(Task objective):
Copy out, word for word, the lines beginning at the one containing "Note to the class: find each instance of the bare" and ending at the one containing "Target: bare tree branch", with both of those lines included.

(Given entries):
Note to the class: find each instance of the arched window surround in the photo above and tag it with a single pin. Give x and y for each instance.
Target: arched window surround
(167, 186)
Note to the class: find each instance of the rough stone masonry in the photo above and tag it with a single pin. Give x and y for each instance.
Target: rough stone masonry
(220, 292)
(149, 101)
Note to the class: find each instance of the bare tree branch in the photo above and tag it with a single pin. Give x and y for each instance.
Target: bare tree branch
...
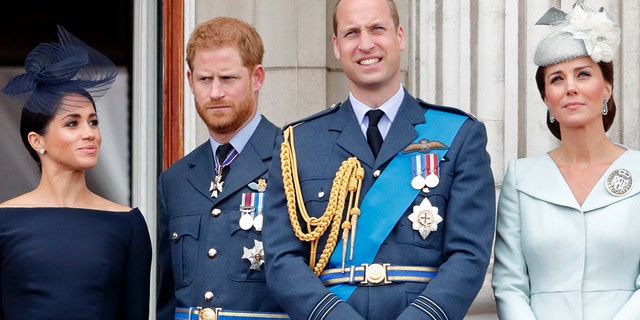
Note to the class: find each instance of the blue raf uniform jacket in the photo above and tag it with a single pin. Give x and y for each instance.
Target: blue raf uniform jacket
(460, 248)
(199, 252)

(Solution to the problem):
Note to the class: find each instance of the bare tree branch in the photo above and tag it with a single pin. Give x and y for each instance.
Target: bare tree branch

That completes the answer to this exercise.